- WORK TASK -
All of the data must be retyped exactly, with nothing left out.

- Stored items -
◆ ◆ ◆ ◆ ◆ ◆ ◆

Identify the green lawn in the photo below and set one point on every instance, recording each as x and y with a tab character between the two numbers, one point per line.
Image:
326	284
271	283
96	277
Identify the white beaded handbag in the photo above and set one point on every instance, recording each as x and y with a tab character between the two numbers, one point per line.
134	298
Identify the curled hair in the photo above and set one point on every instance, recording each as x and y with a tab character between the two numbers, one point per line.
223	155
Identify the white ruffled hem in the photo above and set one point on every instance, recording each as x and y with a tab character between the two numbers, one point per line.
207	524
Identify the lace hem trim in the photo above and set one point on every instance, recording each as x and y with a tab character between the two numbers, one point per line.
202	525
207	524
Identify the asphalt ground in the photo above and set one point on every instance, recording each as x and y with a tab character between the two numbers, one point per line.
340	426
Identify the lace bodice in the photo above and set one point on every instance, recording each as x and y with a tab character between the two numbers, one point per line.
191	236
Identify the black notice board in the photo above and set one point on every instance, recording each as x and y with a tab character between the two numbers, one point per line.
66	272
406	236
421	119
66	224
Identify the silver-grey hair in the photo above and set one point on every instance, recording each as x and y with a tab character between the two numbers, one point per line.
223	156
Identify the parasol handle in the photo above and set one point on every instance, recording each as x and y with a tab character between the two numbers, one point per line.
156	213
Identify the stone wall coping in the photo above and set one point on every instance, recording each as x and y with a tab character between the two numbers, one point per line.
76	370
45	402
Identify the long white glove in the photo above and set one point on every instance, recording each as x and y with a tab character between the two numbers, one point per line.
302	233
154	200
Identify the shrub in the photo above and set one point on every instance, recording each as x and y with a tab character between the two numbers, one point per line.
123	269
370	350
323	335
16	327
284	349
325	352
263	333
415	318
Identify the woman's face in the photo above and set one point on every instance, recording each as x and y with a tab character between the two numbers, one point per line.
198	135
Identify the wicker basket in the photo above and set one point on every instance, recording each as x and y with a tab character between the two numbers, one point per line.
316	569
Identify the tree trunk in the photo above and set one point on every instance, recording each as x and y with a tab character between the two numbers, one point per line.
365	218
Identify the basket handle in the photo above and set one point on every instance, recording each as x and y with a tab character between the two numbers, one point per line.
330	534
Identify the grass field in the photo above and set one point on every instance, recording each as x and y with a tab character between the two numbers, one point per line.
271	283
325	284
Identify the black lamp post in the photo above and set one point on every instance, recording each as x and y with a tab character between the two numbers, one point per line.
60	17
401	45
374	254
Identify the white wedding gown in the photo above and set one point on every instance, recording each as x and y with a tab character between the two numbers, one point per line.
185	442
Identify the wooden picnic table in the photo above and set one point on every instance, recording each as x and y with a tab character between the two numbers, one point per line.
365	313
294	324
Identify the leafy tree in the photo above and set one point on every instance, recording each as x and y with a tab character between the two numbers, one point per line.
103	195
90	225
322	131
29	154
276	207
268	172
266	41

◆ ◆ ◆ ◆ ◆ ◆ ◆

- RESULT FOR THIS TASK -
Identify the green lawn in the photo below and set one point on every instance, recording each as x and y with a tab character between the two numbers, one point per line.
Image:
326	284
271	283
96	277
Identify the white beaded handbag in the photo above and set one point on every instance, recording each as x and y with a tab character between the two numbers, one point per line.
134	298
Identify the curled hair in the photo above and set one point on every instance, recording each as x and y with a tab character between the two numbers, one point per line.
223	155
Identify the white ruffled hem in the photo above and set one point on every instance, recording each as x and y with a tab character between the two numbers, one point per line.
207	524
Identify the lace hem trim in the photo above and set one point on every instance, recording each as x and y with a tab character between the two numbers, one point per line.
202	525
207	524
Identify the asphalt ground in the photo above and set one point on every instance, recording each as x and y with a tab character between the two numbers, one point per line.
340	426
Identify the lace bodice in the photo above and set one point on every instance, recording each as x and y with a tab character between the two numbers, one point per line.
191	236
Identify the black notice board in the photo above and set one point on every instance, recording each as x and y with a tab character between the two numbers, one point per line.
66	272
406	236
421	119
66	224
Identify the silver-grey hair in the photo above and set one point on every instance, recording each as x and y with a tab character between the two numbers, one point per line.
223	156
Identify the parasol handle in the photo above and set one point on every instance, recording each as x and y with a tab character between the two numbers, one point per line.
156	213
Identify the stone wall coping in the photo above and set one point on every instance, recording each as x and y with a tab character between the two numbers, one point per line.
76	370
45	402
Identify the long white glove in the photo above and set one point on every instance, recording each as x and y with a tab character between the two numbers, one point per line.
302	233
154	200
Identify the shrub in the photo above and set one point on every instance, recording each as x and y with a tab character between the two numbers, one point per line.
123	269
370	350
323	335
16	327
284	349
325	352
263	333
415	318
Identify the woman's face in the photo above and set one point on every instance, recording each as x and y with a tab character between the two numbers, one point per line.
198	135
Identify the wicker basket in the photo above and set one point on every instance, recording each as x and y with a tab character between the two numbers, one point per line.
316	569
Identify the tree trunk in the photo above and set one point on every instance, recording each as x and y with a tab character between the two numbers, one point per line.
365	218
Identify the basket handle in the photo above and set one point on every instance, recording each as x and y with a tab character between the two numbers, one point per line.
330	534
Identify the grass field in the photo above and set one point on every instance, recording each as x and y with a tab character between the two numbers, one point per line.
271	283
325	284
Identify the black lamp post in the photo above and set one point on every instance, recording each as x and y with a tab character between the two numbers, one point per line.
60	17
401	45
374	254
Identify the white wedding gown in the photo above and set one point on every instance, recording each as x and y with a tab character between the two numbers, one point per line.
185	442
Identify the wooden picnic table in the photo above and set one point on every instance, recording each as x and y with a tab character between the two numbers, one point per line.
365	313
294	324
Identify the leafy tree in the photo above and set one point on every instance, recording each as x and y with a tab character between the two numbers, one point per line.
103	195
90	225
322	131
29	154
276	207
268	172
266	41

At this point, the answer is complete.